Britain's Christmas festivities got under way yesterday with long traffic jams, almost half a million people flying out to the sun and holiday companies launching a price war.
Thomas Cook announced discounts of up to 15 per cent on package tours a day after Lunn Poly revealed a pay-by- instalment plan for holidaymakers. Other companies are expected to follow as the Christmas-New Year selling season swings into full gear on Boxing Day. The latest cuts are partly offset by recent increases by tour operators of 6 to 9 per cent. At the same time as announcing its price cuts, Thomas Cook revealed that the running battle it has been fighting with Thomson, Britain's largest tour operator and owner of Lunn Poly, is close to resolution.
For the Christmas holidaymakers untroubled by discounts and price wars, yesterday was the day when 500,000 of them passed through Britain's airports. Choirs and musical groups entertained passengers at Gatwick, which handled 65,000 passengers; by 2 January 700,000 travellers will have gone through the airport.
But there was less joy on the roads as traffic built up on main routes and an accident on the M1 caused a 10-mile tailback. On the A2 near the junction of the M25 in Kent another accident led to long tailbacks.

> _RECORDS_:
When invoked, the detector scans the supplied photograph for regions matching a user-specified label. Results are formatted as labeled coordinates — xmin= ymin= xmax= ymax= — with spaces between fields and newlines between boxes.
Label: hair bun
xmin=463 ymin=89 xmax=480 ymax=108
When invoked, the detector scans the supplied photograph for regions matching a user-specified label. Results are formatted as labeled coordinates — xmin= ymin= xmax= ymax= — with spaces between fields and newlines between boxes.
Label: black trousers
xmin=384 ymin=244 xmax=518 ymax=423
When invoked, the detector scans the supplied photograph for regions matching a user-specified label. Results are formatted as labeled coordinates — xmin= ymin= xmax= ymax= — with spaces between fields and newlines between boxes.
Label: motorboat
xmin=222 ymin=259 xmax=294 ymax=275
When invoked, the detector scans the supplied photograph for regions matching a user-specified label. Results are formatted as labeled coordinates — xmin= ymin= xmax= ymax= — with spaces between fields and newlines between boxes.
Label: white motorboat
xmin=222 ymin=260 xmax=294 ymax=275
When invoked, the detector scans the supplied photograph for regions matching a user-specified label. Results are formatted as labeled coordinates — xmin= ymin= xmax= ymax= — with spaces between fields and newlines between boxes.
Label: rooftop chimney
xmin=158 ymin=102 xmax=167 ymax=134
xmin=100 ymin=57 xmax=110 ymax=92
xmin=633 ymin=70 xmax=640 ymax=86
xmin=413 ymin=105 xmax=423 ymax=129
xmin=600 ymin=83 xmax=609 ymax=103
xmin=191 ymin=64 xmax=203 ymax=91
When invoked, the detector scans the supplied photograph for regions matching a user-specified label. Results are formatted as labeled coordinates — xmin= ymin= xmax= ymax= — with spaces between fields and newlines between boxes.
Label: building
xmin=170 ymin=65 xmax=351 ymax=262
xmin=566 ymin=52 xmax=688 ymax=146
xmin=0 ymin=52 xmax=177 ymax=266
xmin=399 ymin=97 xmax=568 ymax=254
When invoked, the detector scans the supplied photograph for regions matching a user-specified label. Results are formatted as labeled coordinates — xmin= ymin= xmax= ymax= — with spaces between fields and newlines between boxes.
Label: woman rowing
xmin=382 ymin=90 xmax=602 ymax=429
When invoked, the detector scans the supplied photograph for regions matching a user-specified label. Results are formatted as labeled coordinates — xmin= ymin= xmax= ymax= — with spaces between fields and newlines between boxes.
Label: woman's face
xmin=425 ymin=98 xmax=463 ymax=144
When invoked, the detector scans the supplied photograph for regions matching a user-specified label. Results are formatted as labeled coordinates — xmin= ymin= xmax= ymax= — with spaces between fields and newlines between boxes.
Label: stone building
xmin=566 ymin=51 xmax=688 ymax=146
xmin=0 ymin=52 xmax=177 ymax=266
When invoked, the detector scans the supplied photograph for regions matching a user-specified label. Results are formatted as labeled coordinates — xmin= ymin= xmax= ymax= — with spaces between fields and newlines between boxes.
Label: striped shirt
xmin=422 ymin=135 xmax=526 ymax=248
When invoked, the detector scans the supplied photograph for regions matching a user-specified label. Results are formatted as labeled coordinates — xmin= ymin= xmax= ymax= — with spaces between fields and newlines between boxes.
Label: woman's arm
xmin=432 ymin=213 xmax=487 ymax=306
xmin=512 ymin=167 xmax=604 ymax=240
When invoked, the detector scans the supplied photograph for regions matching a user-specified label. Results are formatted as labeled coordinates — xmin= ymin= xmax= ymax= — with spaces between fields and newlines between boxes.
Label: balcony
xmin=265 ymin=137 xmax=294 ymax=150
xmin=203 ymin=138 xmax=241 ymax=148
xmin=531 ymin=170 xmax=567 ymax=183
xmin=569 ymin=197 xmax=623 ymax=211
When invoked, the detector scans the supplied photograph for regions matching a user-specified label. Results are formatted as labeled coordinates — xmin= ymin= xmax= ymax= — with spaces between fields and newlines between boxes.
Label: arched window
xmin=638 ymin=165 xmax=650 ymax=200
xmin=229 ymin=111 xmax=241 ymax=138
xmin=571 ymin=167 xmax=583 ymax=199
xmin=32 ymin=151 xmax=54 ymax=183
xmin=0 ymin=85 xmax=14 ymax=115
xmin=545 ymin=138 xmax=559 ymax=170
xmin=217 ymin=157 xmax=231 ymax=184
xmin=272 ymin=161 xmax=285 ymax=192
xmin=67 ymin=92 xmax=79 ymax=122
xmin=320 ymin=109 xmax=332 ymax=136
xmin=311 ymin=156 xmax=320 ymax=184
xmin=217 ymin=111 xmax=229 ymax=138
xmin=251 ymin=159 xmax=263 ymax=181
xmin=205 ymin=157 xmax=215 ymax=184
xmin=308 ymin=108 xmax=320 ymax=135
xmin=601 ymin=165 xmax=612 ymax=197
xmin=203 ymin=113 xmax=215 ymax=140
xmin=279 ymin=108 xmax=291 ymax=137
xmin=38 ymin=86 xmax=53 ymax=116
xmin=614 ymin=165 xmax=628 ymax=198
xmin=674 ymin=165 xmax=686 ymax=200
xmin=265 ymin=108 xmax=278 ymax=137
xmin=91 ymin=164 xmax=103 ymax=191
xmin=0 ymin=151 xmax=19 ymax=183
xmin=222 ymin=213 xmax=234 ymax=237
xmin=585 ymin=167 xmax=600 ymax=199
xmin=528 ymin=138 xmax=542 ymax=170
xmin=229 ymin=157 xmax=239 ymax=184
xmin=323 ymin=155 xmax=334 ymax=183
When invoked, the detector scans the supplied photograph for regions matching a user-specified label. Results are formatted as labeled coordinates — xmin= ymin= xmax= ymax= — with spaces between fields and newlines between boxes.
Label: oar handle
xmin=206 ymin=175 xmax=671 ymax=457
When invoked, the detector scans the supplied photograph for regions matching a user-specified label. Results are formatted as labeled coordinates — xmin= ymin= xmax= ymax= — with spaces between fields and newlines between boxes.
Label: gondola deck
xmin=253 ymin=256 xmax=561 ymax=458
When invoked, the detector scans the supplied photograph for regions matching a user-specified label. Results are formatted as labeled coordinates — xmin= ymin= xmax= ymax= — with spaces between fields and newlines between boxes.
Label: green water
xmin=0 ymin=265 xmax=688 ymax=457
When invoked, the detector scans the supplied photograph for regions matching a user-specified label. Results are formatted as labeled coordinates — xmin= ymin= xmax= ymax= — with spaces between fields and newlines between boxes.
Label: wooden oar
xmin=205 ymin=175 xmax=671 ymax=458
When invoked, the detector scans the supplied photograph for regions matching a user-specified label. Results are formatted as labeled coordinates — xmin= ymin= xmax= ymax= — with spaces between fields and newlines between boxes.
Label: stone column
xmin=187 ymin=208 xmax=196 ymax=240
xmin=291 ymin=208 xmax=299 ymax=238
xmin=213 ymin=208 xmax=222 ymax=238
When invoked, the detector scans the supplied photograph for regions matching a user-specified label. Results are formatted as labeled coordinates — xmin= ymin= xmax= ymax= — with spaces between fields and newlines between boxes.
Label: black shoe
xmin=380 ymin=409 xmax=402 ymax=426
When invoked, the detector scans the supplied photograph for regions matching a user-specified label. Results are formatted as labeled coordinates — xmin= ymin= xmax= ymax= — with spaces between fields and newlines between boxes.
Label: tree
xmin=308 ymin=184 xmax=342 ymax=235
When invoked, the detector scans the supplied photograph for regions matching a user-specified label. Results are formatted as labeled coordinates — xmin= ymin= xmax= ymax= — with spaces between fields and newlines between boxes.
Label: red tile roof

> _REQUIRED TASKS_:
1. According to the Christmas travel report, how many passengers did Gatwick handle yesterday?
2. Reproduce everything from "Thomas Cook announced" down to "close to resolution." in the Christmas travel report, swapping "Thomas Cook" for "Airtours".
3. Please go on with the Christmas travel report from its final sentence.

> _ANSWERS BELOW_:
1. Gatwick handled 65,000 passengers.

2.
Airtours announced discounts of up to 15 per cent on package tours a day after Lunn Poly revealed a pay-by- instalment plan for holidaymakers. Other companies are expected to follow as the Christmas-New Year selling season swings into full gear on Boxing Day. The latest cuts are partly offset by recent increases by tour operators of 6 to 9 per cent. At the same time as announcing its price cuts, Airtours revealed that the running battle it has been fighting with Thomson, Britain's largest tour operator and owner of Lunn Poly, is close to resolution.

3.
Among those fleeing Britain for the festive period, the most popular destinations from Heathrow are Paris, Amsterdam and New York; for Gatwick it is Tenerife, Spain, Florida and Australia. For skiers, the slopes of Switzerland, Austria and France are in demand.
Heathrow airport will handle 800,000 passengers over the Christmas period, while Stan-sted will play host to 100,000 and Luton to 50,000, a 40 per cent increase on last year. British Airways will take 250,000 people away over the festive period and is operating 35 flights on Christmas Day, when passengers will get a traditional Christmas meal and will be able to see the Queen's Christmas message.
On the road, motorists were having to contend with accidents, heavy spray and flooding. "It seems as if many people have taken the afternoon off and roads have been really busy since about 2pm," said an AA Roadwatch spokeswoman. "It's really busy and it's probably going to get worse."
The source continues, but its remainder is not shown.